> [GIVEN PASSAGE]
++++++

Like all fixes, it isn’t perfect but, with the demand for loan parts on the secondary market, anyone who has second thoughts can easily sell all or part of a share in a loan.  As with existing Saving Stream loans, you can bid without having to have the money in your SS account.  Once you know the size of loan you have been allocated you can transfer the cash into your SS account retrospectively.

I for one am happy with this solution and look forward to participating in future loans on the Saving Steam platform!

UPDATE (11 Sep 2015)

The New Pre-Funding option seems to be working well.  My first loan was scaled back significantly from the amount I offered but the second was taken up in full.  All I need to do in each case was settle up via a bank transfer once I received the email.  I love the simplicity of SS.  12% across the board and the ability to pre-bid and then pay later.  What's not to like?  

Tuesday, 18 August 2015

Saving Stream – When UK Peer to Peer Lending Goes Bad!

Until recently Saving Stream was a great site for Lenders.  It had a good reputation, simple interface, 12% across the board interest on asset-backed property loans and a fully functioning secondary market.

Hitting the Fan!

In the last few weeks, the ‘proverbial’ has hit the fan!  The number of lenders has increased rapidly and also the size of their pockets.  SS have refused to limit bid sizes (as other sites such as Funding Secure and Money Thing do).  The result is that I have been locked out of the site when the last 4 loans have come on line and have been unable to invest anything in spite of intense and futile keyboard activity. 

Evil Robots 

After half an hour or so these large loans (some over a million £) are gone because people with large pockets (or idiots) are chucking typically £50k on a single loan.  Also the secondary market now empties immediately anything surfaces on it.  This is rumoured to be partly due to the use of ‘bots’. SS have failed to prevent bot use (for example by inserting a Captcha), failed to upgrade their servers/software and worst of all refused put any limit on bid size.

Not Cricket

This is NOT what Peer to Peer is supposed to be all about.  Ordinary people with limited funds and limited technology are effectively being denied access to SS loans.  It’s like a millionaire going to the local sweet shop and buying up the entire stock.

Saving Stream in Full Flood

Hopefully SS will fix things, but right now the Saving Stream is in full flood and the infrastructure can’t cope.  Unfortunately, in the next month or so a huge pile of SS cash is being released as loans mature and many will find it difficult to reinvest in the platform.  Its classic gold rush time with too many prospectors chasing too little gold and the greedy few grabbing every nugget.

I will be monitoring SS and hoping it improves but right now I have no choice but to invest elsewhere. 

Friday, 7 August 2015

Assetz Capital Peer to Peer Lending - New Account Offers Instant Access Savings at 7% !

Introducing the Assetz Great British Business Account (GBBA)

Too good to be true?  Read on ..

++++++

> [DATASET CONTENT]

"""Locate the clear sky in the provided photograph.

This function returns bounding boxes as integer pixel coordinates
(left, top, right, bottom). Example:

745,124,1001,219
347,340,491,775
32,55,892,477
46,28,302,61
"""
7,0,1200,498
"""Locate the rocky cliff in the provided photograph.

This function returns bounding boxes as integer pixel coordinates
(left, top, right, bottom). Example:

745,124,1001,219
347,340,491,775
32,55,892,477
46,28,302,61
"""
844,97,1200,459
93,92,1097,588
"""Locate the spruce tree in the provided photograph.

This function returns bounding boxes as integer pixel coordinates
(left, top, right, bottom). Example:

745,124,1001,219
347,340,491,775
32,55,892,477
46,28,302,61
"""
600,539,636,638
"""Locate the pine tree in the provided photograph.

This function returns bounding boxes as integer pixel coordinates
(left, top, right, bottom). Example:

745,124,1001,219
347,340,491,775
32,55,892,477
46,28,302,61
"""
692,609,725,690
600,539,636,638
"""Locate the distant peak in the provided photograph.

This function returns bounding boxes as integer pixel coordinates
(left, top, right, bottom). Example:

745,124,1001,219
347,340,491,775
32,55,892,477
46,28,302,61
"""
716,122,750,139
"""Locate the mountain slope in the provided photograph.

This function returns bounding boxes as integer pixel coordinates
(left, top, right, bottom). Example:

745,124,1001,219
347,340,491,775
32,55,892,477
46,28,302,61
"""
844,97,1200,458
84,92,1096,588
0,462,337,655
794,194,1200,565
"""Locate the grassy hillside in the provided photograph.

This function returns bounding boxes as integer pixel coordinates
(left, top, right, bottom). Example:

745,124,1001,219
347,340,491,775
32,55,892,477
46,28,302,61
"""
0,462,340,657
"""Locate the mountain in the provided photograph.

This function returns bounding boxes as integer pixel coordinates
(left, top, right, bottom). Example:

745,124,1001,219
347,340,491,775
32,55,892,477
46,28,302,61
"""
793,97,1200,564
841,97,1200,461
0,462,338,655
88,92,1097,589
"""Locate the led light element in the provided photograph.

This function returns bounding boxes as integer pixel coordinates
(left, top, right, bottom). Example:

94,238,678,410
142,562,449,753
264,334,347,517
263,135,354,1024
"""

++++++

> [REQUIREMENTS]
a) Say whether each statement agrees with the Saving Stream text, giving yes or no and quoting the deciding words: (i) Saving Stream limits bid sizes in the same way as Funding Secure and Money Thing. (ii) The writer's first loan under the pre-funding option was scaled back from the amount offered. (iii) Saving Stream has added a Captcha to stop bot use.
b) Please reproduce word for word the stretch of the Saving Stream text from "Saving Stream in" through "Business Account (GBBA)".

> [PER-TASK OUTPUTS]
a)
(i) No: "SS have refused to limit bid sizes (as other sites such as Funding Secure and Money Thing do)."
(ii) Yes: "My first loan was scaled back significantly from the amount I offered"
(iii) No: "SS have failed to prevent bot use (for example by inserting a Captcha)"

b)
Saving Stream in Full Flood

Hopefully SS will fix things, but right now the Saving Stream is in full flood and the infrastructure can’t cope.  Unfortunately, in the next month or so a huge pile of SS cash is being released as loans mature and many will find it difficult to reinvest in the platform.  Its classic gold rush time with too many prospectors chasing too little gold and the greedy few grabbing every nugget.

I will be monitoring SS and hoping it improves but right now I have no choice but to invest elsewhere. 

Friday, 7 August 2015

Assetz Capital Peer to Peer Lending - New Account Offers Instant Access Savings at 7% !

Introducing the Assetz Great British Business Account (GBBA)